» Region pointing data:
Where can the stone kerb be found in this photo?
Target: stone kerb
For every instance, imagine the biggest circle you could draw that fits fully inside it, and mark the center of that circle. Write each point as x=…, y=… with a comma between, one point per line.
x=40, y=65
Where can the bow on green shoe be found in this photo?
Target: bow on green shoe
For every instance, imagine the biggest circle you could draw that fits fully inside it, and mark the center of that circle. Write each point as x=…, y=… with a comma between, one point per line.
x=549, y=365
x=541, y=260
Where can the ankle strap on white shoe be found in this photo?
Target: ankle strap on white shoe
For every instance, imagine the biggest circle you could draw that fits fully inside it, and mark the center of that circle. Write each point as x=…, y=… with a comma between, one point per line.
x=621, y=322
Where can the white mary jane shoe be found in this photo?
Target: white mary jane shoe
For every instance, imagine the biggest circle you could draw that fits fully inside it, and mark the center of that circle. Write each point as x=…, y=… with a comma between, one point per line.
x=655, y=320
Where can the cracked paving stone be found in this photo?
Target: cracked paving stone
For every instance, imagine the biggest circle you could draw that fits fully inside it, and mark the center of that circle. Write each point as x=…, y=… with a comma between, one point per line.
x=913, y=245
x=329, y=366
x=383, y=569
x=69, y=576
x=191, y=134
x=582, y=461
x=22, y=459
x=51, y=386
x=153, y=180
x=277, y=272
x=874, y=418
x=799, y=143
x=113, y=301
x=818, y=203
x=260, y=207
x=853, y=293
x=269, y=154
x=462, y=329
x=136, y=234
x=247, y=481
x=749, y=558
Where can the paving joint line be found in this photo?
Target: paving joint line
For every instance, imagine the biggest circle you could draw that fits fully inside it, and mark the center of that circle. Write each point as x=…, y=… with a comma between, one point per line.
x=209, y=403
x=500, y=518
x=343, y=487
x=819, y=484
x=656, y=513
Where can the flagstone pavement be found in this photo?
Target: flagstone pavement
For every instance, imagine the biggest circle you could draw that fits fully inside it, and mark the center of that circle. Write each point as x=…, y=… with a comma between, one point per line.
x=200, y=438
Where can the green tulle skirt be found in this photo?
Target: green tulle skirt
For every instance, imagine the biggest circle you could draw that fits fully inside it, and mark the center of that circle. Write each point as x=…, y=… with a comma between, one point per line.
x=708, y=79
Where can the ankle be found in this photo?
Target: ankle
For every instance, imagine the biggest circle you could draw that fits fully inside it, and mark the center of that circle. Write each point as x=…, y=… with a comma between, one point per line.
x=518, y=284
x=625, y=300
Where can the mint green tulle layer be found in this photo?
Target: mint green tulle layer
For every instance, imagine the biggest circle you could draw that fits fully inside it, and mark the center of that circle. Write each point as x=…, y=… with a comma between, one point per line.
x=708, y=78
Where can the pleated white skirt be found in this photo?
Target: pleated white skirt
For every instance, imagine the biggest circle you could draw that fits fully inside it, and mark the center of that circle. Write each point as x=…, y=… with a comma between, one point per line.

» What this task involves:
Find the word "joint" in the entries, then copy out every line that has it.

» Result of this task:
Where can the paving joint line be found in this photo?
Target: paving joint line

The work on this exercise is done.